Records for the exercise:
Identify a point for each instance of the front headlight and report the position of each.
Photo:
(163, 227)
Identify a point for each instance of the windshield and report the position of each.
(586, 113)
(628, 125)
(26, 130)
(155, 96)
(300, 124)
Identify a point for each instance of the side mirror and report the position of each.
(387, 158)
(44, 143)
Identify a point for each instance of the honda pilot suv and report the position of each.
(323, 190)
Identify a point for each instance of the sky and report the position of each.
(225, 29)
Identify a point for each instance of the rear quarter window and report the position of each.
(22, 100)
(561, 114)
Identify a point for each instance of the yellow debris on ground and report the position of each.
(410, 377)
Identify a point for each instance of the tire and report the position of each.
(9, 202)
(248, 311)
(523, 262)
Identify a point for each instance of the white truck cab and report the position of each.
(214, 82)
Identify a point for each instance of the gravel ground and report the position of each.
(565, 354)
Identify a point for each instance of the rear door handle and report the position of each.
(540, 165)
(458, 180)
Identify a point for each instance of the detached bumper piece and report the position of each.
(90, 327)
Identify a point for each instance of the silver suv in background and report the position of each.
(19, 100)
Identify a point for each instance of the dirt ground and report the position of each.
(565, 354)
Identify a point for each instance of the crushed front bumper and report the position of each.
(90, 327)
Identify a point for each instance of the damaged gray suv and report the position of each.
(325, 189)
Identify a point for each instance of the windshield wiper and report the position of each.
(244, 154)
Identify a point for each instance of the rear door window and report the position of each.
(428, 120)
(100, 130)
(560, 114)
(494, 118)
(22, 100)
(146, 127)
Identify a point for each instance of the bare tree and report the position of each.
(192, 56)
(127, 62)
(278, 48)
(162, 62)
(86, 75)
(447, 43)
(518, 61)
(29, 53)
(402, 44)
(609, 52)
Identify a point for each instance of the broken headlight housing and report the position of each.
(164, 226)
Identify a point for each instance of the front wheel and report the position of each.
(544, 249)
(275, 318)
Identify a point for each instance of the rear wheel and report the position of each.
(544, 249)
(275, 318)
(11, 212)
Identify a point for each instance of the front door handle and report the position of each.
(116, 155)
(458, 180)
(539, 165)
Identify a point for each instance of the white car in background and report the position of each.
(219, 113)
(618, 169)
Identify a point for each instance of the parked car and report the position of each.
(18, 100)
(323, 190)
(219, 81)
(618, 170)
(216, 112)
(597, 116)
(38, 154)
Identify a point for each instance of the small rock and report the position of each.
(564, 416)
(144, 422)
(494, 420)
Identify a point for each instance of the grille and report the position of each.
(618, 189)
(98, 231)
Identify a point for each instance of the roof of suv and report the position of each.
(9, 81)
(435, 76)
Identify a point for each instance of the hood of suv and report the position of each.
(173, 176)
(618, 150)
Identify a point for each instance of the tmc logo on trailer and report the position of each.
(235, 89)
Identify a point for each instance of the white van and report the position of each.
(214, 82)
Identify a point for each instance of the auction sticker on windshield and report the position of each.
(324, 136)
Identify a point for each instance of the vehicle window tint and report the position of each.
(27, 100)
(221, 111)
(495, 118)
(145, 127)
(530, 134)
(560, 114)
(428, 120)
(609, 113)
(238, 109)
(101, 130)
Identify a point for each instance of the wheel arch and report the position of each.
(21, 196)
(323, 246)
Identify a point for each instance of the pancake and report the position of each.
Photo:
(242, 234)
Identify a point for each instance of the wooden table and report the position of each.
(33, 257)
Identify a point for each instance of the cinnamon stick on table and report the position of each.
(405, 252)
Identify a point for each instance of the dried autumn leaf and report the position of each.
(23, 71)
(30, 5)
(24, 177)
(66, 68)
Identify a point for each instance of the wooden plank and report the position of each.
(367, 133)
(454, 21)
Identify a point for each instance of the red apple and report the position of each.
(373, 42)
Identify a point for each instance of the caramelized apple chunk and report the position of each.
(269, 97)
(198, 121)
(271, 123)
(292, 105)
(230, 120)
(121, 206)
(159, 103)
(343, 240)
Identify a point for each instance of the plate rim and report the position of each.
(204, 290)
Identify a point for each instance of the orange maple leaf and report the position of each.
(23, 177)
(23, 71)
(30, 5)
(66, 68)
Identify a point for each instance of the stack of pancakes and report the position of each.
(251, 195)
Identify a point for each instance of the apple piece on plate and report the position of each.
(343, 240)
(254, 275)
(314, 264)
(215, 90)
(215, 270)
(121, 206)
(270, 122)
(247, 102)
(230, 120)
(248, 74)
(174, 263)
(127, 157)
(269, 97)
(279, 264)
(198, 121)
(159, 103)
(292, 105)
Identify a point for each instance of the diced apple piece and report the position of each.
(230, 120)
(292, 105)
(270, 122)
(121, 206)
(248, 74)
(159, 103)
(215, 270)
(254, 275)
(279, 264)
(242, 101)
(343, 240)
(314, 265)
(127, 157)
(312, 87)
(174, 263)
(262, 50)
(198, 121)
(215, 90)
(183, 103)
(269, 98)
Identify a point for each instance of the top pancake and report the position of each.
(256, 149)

What the exercise asks: The full listing must be retyped exactly as it stands.

Response box:
Identify a point for each instance of the front headlight and report the position of each.
Photo:
(163, 227)
Identify a point for each instance of the windshield and report the position of each.
(586, 113)
(628, 125)
(26, 130)
(155, 96)
(300, 124)
Identify a point for each instance of the side mirror and report the position of each.
(387, 158)
(44, 143)
Identify a point for each instance of the honda pilot suv and report the position of each.
(323, 190)
Identify a point for each instance of the sky and report the position of each.
(225, 29)
Identify a point for each instance of the rear quarter window and report the position of each.
(22, 100)
(561, 114)
Identify a point for each instance of the yellow debris on ground and report the position of each.
(410, 377)
Identify a point for each instance of the tire and report the position of each.
(9, 202)
(248, 311)
(523, 262)
Identify a point for each instance of the white truck cab and report the position of each.
(214, 82)
Identify a point for each instance of the gravel ground and report the position of each.
(565, 354)
Identify a point for each instance of the rear door handle and report the position of each.
(540, 165)
(458, 180)
Identify a point for each instance of the detached bumper piece and report the position of each.
(90, 327)
Identify a point for each instance of the silver suv in background and report the position of each.
(19, 100)
Identify a point for each instance of the dirt ground and report the position of each.
(565, 354)
Identify a point for each instance of the crushed front bumper and report the position of each.
(90, 327)
Identify a point for each instance of the damaged gray suv and report the position of each.
(325, 189)
Identify a point for each instance of the windshield wiper and report the position of each.
(244, 154)
Identify a point for each instance of the rear door window and report the position of each.
(428, 120)
(100, 130)
(560, 114)
(494, 118)
(22, 100)
(146, 127)
Identify a point for each instance of the bare tree and report the position of each.
(192, 56)
(127, 62)
(278, 48)
(162, 62)
(86, 75)
(447, 43)
(518, 61)
(29, 53)
(402, 44)
(609, 52)
Identify a point for each instance of the broken headlight housing and report the position of each.
(164, 226)
Identify a point for each instance of the front wheel and report the position of each.
(544, 249)
(275, 318)
Identify a point for each instance of the rear wheel and report the position of each.
(544, 249)
(275, 318)
(11, 212)
Identify a point for each instance of the front door handle and report the position of each.
(116, 155)
(458, 180)
(539, 165)
Identify a point for each instance of the white car in background and report the position of each.
(219, 113)
(618, 169)
Identify a point for each instance of the parked car and report the position of each.
(18, 100)
(323, 190)
(219, 81)
(618, 170)
(216, 112)
(597, 116)
(38, 154)
Identify a point for each instance of the small rock and report the position of each.
(564, 416)
(144, 422)
(494, 420)
Identify a point for each instance of the grille and report the position of each.
(618, 189)
(98, 231)
Identify a point for each instance of the roof of suv and report the position of each.
(9, 81)
(435, 76)
Identify a point for each instance of the hood of suv and report the position of each.
(173, 176)
(618, 150)
Identify a point for each instance of the tmc logo on trailer and report the position of each.
(235, 89)
Identify a point for each instance of the white van and report the position of each.
(214, 82)
Identify a point for each instance of the auction sticker on windshield and report the position of each.
(324, 136)
Identify a point for each instance of the vehicle window tint and report the position of each.
(27, 100)
(221, 111)
(495, 118)
(145, 127)
(530, 134)
(560, 114)
(428, 120)
(609, 113)
(238, 109)
(101, 130)
Identify a point for each instance of the wheel arch and report the position of each.
(21, 196)
(323, 246)
Identify a point for each instance of the pancake and report the position of each.
Photo:
(242, 234)
Identify a point for each instance of the wooden table and report the position of each.
(33, 257)
Identify a point for each instance of the cinnamon stick on table and report the position of each.
(405, 252)
Identify a point for each instance of the dried autumn leaf and report the position of each.
(23, 71)
(30, 5)
(24, 177)
(66, 68)
Identify a point for each instance of the wooden plank and report the position of each.
(367, 133)
(454, 21)
Identify a point for each instance of the red apple and report the position of each.
(373, 42)
Identify a point for each instance of the caramelized apple chunk and report the position of each.
(269, 97)
(198, 121)
(271, 123)
(292, 105)
(230, 120)
(121, 206)
(159, 103)
(343, 240)
Identify a point for each instance of the plate rim and report the position of each.
(204, 290)
Identify a point for each instance of the orange maple leaf and report the position of each.
(23, 177)
(23, 71)
(30, 5)
(66, 68)
Identify a point for each instance of the stack of pancakes and report the position of each.
(251, 195)
Identify a point for each instance of the apple piece on plate and report the position of each.
(343, 240)
(254, 275)
(314, 264)
(215, 90)
(215, 270)
(121, 206)
(270, 122)
(247, 102)
(230, 120)
(248, 74)
(174, 263)
(127, 157)
(269, 97)
(279, 264)
(198, 121)
(159, 103)
(292, 105)
Identify a point for each instance of the diced apple piece and report the position of each.
(230, 120)
(292, 105)
(270, 122)
(121, 206)
(248, 74)
(159, 103)
(215, 270)
(254, 275)
(279, 264)
(242, 101)
(343, 240)
(314, 265)
(127, 157)
(312, 87)
(174, 263)
(262, 50)
(198, 121)
(215, 90)
(183, 103)
(269, 98)
Identify a point for each instance of the top pancake and report the position of each.
(256, 149)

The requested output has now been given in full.